PAGE:

----------------

# New OGF Hats Are Available!



## ShakeDown (Apr 5, 2004)

http://www.ohiogamefishing.com/index.php?page=store


----------



## captnroger (Apr 5, 2004)

Note - All Ogf White Hats Are Sold Out!


----------



## Rod&Reel (Jun 4, 2005)

Nice hats, just ordered 2. One for me and one for my girl.


----------



## Big Daddy (Apr 6, 2004)

Once I get out of my sick bed, I'll be ordering more....


----------



## Big Daddy (Apr 6, 2004)

Hats are ordered... When they come in, we'll have camo, plus a new solid color hat as well. When they come in, I'll post a pic... Navy blue w/ white letters... They'll be SWEET!


----------



## DaleM (Apr 5, 2004)

Thanks Carl. Let me know when you do get them, I'll forward the address to you.


----------



## newbuckeye (Feb 6, 2006)

I quit counting the times I have been aproached by someone w/ a coment about my OGF hat.


----------



## BIGDAWG (Apr 17, 2004)

Could I hook up with you or Dale to get a hat and a couple stickers since I live close? Thanks, BD


----------



## ShakeDown (Apr 5, 2004)

Sure can man. As soon as we get the hats in, I'll throw you a msg.


----------



## BIGDAWG (Apr 17, 2004)

Thanks Shake.....BD


----------



## fishfinder (Dec 20, 2004)

Send me one to if you don't mind.


----------



## peple of the perch (Sep 13, 2004)

cool hats.


----------



## Big Daddy (Apr 6, 2004)

Hats are navy blue with white TEAM OGF, plus a nifty white sandwich bill that really looks sharp.

Here's a pic. The order page will be updated ASAP so you can order yours today! We also have another dozen camo hats available as well...


----------



## Orlando (Apr 12, 2004)

Are these a summer mesh backed hat? Thanks


----------



## Big Daddy (Apr 6, 2004)

Nope. They're a low-profile canvas type all around...


----------



## Net (Apr 10, 2004)

> The order page will be updated ASAP so you can order yours today!


 Big D, Is this the order page you're talking about?


----------



## Big Daddy (Apr 6, 2004)

Yep. That's the one.


----------



## ShakeDown (Apr 5, 2004)

http://www.ohiogamefishing.com/index.php?page=store

Added our new Red, White & Blue hats as well as this year's Huron Hawg Fest hats!


----------



## Smallmouth Crazy (Apr 4, 2006)

Im thinking it might not be possible to go to the Address on Sawmill and buy the hats there??? thought I would give it a shot since Im close.

----------------

RECORD SET:
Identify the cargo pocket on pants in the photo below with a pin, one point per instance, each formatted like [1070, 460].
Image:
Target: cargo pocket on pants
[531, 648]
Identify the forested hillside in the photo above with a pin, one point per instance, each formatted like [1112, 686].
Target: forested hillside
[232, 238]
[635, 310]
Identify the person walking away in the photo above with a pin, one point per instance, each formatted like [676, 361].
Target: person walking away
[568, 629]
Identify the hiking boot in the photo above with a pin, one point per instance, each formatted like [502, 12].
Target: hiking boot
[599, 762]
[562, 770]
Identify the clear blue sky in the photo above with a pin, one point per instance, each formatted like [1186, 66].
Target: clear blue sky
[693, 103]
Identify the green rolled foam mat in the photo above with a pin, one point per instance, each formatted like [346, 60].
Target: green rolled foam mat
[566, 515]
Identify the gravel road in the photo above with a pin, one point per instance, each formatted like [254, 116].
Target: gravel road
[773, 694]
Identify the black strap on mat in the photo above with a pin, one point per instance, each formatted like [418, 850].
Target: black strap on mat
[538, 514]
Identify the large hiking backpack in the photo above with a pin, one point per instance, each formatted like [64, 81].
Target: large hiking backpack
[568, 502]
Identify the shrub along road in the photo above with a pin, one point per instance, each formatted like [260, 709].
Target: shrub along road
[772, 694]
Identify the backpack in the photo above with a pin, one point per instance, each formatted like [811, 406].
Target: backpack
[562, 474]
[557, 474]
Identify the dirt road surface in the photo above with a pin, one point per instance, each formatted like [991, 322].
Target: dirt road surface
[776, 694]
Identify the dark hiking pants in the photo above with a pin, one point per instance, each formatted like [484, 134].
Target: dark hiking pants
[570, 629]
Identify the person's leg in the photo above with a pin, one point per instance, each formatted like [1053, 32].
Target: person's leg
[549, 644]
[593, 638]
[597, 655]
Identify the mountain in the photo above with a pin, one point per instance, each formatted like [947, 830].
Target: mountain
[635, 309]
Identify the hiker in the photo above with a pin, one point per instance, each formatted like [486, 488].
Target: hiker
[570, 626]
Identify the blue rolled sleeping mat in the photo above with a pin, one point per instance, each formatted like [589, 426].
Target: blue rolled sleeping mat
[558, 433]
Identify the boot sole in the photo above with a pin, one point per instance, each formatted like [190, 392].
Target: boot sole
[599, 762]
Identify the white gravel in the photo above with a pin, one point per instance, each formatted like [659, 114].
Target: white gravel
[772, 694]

----------------

PROBLEMS:
a. Answer these questions from the hat thread:
(i) What color are the letters on the new solid-color hat?
(ii) What kind of hat is it, if not a summer mesh-backed one?
(iii) Which two kinds of hats did ShakeDown add to the store page?
b. Sum up the hat thread in two sentences.
c. Return the part of the hat thread from "Hats are navy" to "available as well...".
The entries play no part in anything asked about the hat thread.

SOLUTION SET:
a.
(i) White.
(ii) A low-profile canvas type all around.
(iii) The new Red, White & Blue hats and this year's Huron Hawg Fest hats.

b. Posters discuss new OGF hats sold through the site's store page, including camo hats and a navy blue hat with white TEAM OGF lettering and a white sandwich bill, while the white hats are sold out. Members order hats and ask about them, learning that the navy hats are low-profile canvas rather than mesh-backed, and Red, White & Blue and Huron Hawg Fest hats are later added to the store.

c.
Hats are navy blue with white TEAM OGF, plus a nifty white sandwich bill that really looks sharp.

Here's a pic. The order page will be updated ASAP so you can order yours today! We also have another dozen camo hats available as well...